● STATED GOAL: Below are the records. Restate word for word every line from the one that contains "Target: window handle" through the final line, both included.
----
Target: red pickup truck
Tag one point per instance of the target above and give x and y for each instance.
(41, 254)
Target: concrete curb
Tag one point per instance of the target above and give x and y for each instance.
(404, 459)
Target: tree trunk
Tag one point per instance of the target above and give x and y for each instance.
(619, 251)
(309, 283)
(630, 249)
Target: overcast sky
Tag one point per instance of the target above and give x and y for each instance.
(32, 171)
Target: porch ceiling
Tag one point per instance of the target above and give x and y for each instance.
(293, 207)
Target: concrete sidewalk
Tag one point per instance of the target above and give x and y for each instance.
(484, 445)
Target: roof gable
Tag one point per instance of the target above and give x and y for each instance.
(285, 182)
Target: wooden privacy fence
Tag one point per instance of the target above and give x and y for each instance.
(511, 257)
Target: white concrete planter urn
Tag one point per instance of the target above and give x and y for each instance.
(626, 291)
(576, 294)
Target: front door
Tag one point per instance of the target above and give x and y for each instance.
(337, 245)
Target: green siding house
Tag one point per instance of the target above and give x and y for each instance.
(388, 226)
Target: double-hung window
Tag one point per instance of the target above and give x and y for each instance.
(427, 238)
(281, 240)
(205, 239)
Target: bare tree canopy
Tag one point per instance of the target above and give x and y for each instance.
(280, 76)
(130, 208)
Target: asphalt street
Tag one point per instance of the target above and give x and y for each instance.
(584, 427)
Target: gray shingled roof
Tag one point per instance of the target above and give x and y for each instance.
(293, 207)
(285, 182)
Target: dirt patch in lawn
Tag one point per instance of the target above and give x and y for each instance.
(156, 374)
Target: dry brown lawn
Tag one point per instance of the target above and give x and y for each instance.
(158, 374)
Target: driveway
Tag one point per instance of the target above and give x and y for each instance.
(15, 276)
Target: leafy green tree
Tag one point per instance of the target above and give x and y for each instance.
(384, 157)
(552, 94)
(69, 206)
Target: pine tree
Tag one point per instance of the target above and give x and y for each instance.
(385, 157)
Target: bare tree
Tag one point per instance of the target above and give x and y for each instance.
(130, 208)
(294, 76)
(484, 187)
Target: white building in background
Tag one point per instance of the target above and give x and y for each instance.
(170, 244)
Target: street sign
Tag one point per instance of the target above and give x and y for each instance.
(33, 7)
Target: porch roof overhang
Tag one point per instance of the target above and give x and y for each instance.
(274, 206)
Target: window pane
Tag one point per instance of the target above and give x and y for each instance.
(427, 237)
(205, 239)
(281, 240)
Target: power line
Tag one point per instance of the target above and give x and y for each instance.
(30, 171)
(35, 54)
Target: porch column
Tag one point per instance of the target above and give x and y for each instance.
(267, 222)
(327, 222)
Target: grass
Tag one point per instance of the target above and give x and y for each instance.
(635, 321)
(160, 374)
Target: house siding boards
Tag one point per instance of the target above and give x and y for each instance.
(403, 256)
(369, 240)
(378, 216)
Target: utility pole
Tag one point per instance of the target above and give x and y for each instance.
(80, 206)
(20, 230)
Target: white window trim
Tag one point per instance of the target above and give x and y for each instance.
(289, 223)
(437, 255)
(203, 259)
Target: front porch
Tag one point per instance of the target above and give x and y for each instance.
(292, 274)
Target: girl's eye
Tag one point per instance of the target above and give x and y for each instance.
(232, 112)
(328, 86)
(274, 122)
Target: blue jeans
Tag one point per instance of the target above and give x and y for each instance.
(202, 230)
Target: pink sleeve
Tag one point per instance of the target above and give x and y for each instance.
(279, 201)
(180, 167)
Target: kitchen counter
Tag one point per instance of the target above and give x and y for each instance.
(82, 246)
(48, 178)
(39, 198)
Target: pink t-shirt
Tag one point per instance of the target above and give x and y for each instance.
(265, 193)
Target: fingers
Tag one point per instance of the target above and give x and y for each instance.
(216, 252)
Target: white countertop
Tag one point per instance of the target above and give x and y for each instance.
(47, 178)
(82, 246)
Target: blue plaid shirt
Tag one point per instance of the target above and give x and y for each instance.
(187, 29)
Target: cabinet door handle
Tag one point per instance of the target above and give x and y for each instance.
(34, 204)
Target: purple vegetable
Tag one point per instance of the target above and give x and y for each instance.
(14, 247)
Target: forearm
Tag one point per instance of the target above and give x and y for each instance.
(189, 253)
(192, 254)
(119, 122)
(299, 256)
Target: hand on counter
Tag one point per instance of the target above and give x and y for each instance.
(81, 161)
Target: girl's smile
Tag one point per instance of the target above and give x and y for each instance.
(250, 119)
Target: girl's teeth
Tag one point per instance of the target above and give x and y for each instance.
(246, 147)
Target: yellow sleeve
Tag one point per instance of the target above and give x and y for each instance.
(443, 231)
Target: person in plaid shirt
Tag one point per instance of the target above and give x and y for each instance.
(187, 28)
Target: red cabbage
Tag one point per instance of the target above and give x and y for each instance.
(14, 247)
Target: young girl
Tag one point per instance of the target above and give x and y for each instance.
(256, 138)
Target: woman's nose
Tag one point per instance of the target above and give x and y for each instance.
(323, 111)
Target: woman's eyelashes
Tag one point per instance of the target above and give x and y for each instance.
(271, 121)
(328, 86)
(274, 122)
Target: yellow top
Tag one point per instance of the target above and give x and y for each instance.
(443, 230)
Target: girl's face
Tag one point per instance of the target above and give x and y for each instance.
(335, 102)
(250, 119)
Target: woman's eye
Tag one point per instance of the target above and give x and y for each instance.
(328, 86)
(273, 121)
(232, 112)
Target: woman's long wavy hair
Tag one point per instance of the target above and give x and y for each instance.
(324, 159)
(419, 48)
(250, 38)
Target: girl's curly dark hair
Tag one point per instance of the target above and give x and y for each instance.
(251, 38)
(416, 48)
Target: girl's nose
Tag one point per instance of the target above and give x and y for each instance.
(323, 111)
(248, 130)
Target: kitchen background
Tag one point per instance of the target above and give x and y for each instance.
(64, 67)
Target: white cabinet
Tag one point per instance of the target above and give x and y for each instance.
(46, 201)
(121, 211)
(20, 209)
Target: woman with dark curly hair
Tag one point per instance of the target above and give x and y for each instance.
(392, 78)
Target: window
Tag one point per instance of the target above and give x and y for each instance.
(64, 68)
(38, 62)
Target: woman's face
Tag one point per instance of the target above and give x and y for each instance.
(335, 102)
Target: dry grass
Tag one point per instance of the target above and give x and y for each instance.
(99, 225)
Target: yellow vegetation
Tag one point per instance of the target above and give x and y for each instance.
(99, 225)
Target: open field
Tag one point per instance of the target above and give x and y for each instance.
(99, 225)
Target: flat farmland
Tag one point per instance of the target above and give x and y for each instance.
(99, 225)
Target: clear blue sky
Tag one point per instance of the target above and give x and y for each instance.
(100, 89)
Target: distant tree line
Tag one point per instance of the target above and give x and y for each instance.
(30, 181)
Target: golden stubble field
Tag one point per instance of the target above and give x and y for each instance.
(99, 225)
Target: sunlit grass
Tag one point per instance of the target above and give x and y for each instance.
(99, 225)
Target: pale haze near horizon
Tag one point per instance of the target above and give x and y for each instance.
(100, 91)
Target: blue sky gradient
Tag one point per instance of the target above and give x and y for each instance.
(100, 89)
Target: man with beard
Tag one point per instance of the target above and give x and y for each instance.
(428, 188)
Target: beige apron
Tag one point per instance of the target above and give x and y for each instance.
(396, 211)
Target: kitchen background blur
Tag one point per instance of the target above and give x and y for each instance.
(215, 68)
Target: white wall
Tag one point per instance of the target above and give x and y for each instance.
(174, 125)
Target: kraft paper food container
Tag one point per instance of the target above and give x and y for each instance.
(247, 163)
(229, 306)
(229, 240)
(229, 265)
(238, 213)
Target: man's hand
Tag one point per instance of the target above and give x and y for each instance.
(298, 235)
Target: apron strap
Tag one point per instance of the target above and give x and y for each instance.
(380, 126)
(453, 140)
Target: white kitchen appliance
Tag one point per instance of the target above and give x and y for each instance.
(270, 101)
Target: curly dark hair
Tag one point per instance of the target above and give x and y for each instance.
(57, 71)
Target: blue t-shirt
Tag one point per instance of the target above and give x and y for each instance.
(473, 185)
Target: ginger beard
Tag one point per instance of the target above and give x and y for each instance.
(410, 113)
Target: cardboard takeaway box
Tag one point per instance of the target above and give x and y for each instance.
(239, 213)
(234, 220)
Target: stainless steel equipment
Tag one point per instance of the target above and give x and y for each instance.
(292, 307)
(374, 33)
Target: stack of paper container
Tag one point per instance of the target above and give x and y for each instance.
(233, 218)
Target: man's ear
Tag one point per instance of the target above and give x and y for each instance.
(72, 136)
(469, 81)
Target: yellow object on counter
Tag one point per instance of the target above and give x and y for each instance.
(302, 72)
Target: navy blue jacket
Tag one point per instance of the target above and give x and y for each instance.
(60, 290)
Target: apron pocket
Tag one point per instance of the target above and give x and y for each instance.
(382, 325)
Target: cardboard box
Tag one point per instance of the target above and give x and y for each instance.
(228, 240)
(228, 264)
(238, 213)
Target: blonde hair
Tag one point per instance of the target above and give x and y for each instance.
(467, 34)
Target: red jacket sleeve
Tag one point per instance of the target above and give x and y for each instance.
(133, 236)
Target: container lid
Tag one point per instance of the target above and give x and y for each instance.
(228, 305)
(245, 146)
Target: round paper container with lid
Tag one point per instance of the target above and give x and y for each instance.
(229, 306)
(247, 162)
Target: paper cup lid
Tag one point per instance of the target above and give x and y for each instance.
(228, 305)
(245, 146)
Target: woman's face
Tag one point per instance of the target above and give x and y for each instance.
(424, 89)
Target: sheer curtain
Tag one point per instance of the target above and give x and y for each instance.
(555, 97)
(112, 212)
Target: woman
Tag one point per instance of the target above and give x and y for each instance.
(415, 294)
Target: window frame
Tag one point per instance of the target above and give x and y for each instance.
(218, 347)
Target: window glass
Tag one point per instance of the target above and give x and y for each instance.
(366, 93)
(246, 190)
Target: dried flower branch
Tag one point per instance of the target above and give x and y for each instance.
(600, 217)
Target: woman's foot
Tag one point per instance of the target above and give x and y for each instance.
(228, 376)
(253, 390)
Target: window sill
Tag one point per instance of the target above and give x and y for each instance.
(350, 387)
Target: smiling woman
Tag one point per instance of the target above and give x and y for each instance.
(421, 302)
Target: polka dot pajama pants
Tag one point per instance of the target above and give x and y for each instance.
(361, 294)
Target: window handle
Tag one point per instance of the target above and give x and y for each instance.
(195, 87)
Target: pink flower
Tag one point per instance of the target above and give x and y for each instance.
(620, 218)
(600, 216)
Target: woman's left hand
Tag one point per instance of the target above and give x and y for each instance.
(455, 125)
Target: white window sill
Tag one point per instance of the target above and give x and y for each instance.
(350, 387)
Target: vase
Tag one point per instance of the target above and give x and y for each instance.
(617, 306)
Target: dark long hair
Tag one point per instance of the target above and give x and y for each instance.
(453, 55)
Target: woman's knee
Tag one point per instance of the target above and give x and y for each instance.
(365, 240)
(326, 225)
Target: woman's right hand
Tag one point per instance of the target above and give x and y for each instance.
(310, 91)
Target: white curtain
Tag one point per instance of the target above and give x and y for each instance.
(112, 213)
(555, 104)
----
● RESULT FOR THIS TASK:
Target: window handle
Tag one point per instance of the target above and give x and y for each instance.
(195, 87)
Target: pink flower
Tag one point per instance of the target above and give x and y for each instance.
(620, 218)
(600, 216)
Target: woman's left hand
Tag one point per instance of the target above and give x and y for each instance.
(455, 125)
Target: white window sill
Tag one point per instance of the target above and give x and y for each instance.
(350, 387)
Target: vase
Tag one point per instance of the target above and give x and y for each instance.
(617, 306)
Target: dark long hair
Tag one point per instance of the target above and give x and y for each instance.
(453, 55)
Target: woman's knee
Tag one point per instance of the target above and give x and y for each instance.
(365, 240)
(326, 225)
Target: woman's right hand
Tag one point per instance of the target above and give x and y for each instance.
(310, 91)
Target: white curtain
Tag one point per instance of the target above and give x and y for each instance.
(112, 213)
(555, 104)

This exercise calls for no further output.